Please copy the passage of the transit pricing message between "On Aug 16, 2004, at" and "market in 2004.", inclusive, changing "95th percentile" to "flat rate".

> **Extract**
● ● ●

On Aug 16, 2004, at 1:16 PM, William B. Norton wrote:
Thanks to all who replied with data, and yes, the pricing was all 95th percentile.
Wow - the U.S. has an amazingly unhealthy and cut throat transit market in 2004.
Mind if I ask why you think it is "unhealthy"? I suppose an argument could be made that this is "below cost", but since you are not a provider and do not sell transit, I would hope the people doing so know their costs and margins better than you do. Unfortunately, I doubt any transit provider offering these prices will tell us if they are below cost. (Someone care to prove me wrong? :-) But since this is not 1999, I'm guessing at least SOME of them are profitable, and therefore the costs are not necessarily unhealthy. So perhaps you should be more careful of your characterization?
A couple people said these prices were TOO HIGH, particularly for the gig commit, although several multi-gig commits came in tiered; for example, $45/Mbps for 1G commit, $35 for 2G, etc. on down to $21 for 8G commit. (One Tier 2 ISP said that they sold 1G commit as low as $18/Mbps, presumably simply reselling Tier 1 BW so the difference may be negligible.)

● ● ●

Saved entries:
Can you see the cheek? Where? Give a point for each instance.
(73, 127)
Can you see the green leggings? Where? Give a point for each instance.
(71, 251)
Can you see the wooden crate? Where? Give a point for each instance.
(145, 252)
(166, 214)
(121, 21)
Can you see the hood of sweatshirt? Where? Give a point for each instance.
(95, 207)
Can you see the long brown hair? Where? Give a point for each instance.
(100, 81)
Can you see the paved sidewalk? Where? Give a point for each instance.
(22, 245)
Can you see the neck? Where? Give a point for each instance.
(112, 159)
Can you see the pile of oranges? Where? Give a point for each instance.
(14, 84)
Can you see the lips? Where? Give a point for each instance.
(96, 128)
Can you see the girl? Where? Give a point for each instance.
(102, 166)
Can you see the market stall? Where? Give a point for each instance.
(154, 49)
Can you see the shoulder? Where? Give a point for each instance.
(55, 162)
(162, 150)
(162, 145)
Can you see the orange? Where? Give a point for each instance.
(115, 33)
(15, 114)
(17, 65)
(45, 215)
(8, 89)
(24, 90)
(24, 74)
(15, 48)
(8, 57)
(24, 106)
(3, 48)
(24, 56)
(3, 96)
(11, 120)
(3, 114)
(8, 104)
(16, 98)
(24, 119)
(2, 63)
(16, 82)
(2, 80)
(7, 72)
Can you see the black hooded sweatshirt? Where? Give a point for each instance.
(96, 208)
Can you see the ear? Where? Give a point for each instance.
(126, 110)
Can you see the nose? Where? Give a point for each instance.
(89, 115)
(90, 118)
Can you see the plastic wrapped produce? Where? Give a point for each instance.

● ● ●

> **Solved problem**
On Aug 16, 2004, at 1:16 PM, William B. Norton wrote:
Thanks to all who replied with data, and yes, the pricing was all flat rate.
Wow - the U.S. has an amazingly unhealthy and cut throat transit market in 2004.